저장된 항목:
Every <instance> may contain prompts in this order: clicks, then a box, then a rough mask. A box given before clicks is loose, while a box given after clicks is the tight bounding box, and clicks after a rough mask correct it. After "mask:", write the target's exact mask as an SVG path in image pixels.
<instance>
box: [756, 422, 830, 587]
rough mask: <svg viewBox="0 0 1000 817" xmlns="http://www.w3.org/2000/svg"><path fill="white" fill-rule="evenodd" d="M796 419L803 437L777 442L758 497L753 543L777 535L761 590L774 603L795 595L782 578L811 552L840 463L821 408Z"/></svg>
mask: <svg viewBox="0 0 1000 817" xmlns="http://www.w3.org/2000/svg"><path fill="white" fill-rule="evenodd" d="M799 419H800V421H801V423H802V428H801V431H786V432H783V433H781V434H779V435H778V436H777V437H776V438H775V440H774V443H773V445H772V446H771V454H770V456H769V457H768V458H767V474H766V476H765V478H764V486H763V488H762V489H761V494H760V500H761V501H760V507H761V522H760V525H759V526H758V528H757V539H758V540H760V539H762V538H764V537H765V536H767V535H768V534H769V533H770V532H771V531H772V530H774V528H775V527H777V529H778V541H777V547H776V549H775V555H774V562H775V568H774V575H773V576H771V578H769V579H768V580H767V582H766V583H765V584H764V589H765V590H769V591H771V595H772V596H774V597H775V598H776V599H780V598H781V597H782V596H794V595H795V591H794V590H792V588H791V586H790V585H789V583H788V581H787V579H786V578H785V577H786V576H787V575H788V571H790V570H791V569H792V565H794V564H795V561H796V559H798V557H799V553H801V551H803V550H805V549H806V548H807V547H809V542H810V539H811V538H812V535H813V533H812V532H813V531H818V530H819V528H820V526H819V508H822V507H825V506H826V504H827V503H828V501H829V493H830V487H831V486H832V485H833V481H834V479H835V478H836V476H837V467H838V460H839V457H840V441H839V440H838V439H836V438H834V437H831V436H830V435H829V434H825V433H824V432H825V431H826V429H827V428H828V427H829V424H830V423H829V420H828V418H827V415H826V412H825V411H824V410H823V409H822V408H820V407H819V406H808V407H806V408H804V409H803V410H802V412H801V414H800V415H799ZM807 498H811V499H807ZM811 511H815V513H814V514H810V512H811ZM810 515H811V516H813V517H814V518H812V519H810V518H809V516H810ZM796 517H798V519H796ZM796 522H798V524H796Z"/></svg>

- 과제 설명 -
항목의 맨 처음부터 "rough mask: <svg"이(가) 들어 있는 줄까지를 다시 쓰되, "clicks"을(를) "points"(으)로 바꾸고 나머지는 그대로 두십시오.

- 작성한 답변 -
Every <instance> may contain prompts in this order: points, then a box, then a rough mask. A box given before points is loose, while a box given after points is the tight bounding box, and points after a rough mask correct it. After "mask:", write the target's exact mask as an SVG path in image pixels.
<instance>
box: [756, 422, 830, 587]
rough mask: <svg viewBox="0 0 1000 817" xmlns="http://www.w3.org/2000/svg"><path fill="white" fill-rule="evenodd" d="M796 419L803 437L777 442L758 497L753 543L777 535L761 590L774 603L795 595L782 578L811 552L840 463L821 408Z"/></svg>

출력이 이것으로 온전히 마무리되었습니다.